反过来我们看管道中被阻塞的goroutine，我们可以考虑为merge函数返回的输出channel增加一个缓存：

 
 
  
  func merge(cs ...<-chan int) <-chan int { 
  
      var wg sync.WaitGroup 
  
      out := make(chan int, 1) // enough space for the unread inputs 
  
      // ... the rest is unchanged ...

虽然这样可以避免了程序中goroutine的阻塞，但这是很烂的代码。选择缓存大小为1取决于知道merge函数接收数字的数量和下游函数消费数字的数量。这是很不稳定的：如果我们向gen多发送了一个数据，或者下游函数少消费了数据，我们就又一次阻塞了goroutine。

然而，我们需要提供一种方式，下游函数可以通知上游发送者下游要停止接收数据。

#p#

显式取消

当main函数决定在没有从out接收所有的数据而要退出时，它需要通知上游的goroutine取消即将发送的数据。可以通过向一个叫做done的channel发送数据来实现。因为有两个潜在阻塞的goroutine，main函数会发送两个数据：

 
 
  
  func main() { 
  
      in := gen(2, 3) 
  
    
  
      // Distribute the sq work across two goroutines that both read from in. 
  
      c1 := sq(in) 
  
      c2 := sq(in) 
  
    
  
      // Consume the first value from output. 
  
      done := make(chan struct{}, 2) 
  
      out := merge(done, c1, c2) 
  
      fmt.Println(<-out) // 4 or 9 
  
    
  
      // Tell the remaining senders we're leaving. 
  
      done <- struct{}{} 
  
      done <- struct{}{} 
  
  }

对发送goroutine而言，需要将发送操作替换为一个select语句，要么out发生发送操作，要么从done接收数据。done的数据类型是空的struct，因为其值无关紧要：仅仅表示out需要取消发送操作。output 继续在输入channel循环执行，因此上游函数是不会阻塞的。（接下来我们会讨论如何让循环提早退出）

 
 
  
  func merge(done <-chan struct{}, cs ...<-chan int) <-chan int { 
  
      var wg sync.WaitGroup 
  
      out := make(chan int) 
  
    
  
      // Start an output goroutine for each input channel in cs.  output 
  
      // copies values from c to out until c is closed or it receives a value 
  
      // from done, then output calls wg.Done. 
  
      output := func(c <-chan int) { 
  
          for n := range c { 
  
              select { 
  
              case out <- n: 
  
              case <-done: 
  
              } 
  
          } 
  
          wg.Done()

## 练习任务
1. 请返回关于Go管道的文字中从“c1 := sq(in)”到“out := merge(done, c1, c2)”的这一段，一字不改。
2. 请接着关于Go管道的文字的末尾，写出后续内容。
这些记录与上面关于Go管道的文字没有关联。

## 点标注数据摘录

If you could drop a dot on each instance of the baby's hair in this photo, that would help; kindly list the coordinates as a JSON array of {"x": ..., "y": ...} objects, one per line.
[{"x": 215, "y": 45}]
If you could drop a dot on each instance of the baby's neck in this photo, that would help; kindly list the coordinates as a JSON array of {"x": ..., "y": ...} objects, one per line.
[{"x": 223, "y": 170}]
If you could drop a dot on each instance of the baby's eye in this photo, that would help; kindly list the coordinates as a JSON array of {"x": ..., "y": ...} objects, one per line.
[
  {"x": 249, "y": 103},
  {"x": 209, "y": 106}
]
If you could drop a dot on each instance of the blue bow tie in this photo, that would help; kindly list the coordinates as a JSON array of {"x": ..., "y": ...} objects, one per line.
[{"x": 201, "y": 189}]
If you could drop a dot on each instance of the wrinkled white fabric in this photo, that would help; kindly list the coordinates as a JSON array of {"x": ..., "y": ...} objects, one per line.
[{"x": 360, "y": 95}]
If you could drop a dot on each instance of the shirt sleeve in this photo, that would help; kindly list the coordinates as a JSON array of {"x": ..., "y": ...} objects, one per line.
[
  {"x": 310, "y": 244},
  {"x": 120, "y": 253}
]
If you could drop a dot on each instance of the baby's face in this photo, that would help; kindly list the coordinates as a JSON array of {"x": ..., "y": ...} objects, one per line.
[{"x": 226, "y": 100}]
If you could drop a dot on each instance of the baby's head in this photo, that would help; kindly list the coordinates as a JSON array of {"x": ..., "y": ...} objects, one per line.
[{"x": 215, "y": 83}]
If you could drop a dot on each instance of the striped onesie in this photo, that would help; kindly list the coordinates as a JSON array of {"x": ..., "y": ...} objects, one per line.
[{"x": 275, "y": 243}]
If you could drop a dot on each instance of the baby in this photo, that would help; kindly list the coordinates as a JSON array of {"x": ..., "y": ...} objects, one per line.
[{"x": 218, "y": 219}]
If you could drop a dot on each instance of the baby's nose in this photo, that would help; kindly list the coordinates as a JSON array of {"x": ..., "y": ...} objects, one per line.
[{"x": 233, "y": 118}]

## 参考答案
1.
c1 := sq(in) 
  
      c2 := sq(in) 
  
    
  
      // Consume the first value from output. 
  
      done := make(chan struct{}, 2) 
  
      out := merge(done, c1, c2)

2.
  
      } 
  
      // ... the rest is unchanged ...

这种方法有一个问题：每一个下游函数需要知道潜在可能阻塞的上游发送者的数量，以发送响应的信号让其提早退出。跟踪这些数量是无趣的而且很容易出错。

我们需要一种能够让未知或无界数量的goroutine都能够停止向下游发送数据的方法。在Go中，我们可以通过关闭一个channel实现。因为从一个关闭了的channel执行接收操作总能马上成功，并返回相应数据类型的零值。

这意味着main函数仅通过关闭done就能实现将所有的发送者解除阻塞。关闭操作是一个高效的对发送者的广播信号。我们扩展管道中所有的函数接受done作为一个参数，并通过defer来实现相应channel的关闭操作。因此，无论main函数在哪一行退出都会通知上游退出。

 
 
  
  func main() { 
  
      // Set up a done channel that's shared by the whole pipeline, 
  
      // and close that channel when this pipeline exits, as a signal 
  
      // for all the goroutines we started to exit. 
  
      done := make(chan struct{}) 
  
      defer close(done) 
  
    
  
      in := gen(done, 2, 3) 
  
    
  
      // Distribute the sq work across two goroutines that both read from in. 
  
      c1 := sq(done, in) 
  
      c2 := sq(done, in) 
  
    
  
      // Consume the first value from output. 
  
      out := merge(done, c1, c2) 
  
      fmt.Println(<-out) // 4 or 9 
  
    
  
      // done will be closed by the deferred call. 
  
  }

现在每一个管道函数在done被关闭后就可以马上返回了。merge函数中的output可以在接收管道的数据消费完之前返回，因为output函数知道上游发送者sq会在done关闭后停止产生数据。同时，output通过defer语句保证wq.Done会在所有退出路径上调用。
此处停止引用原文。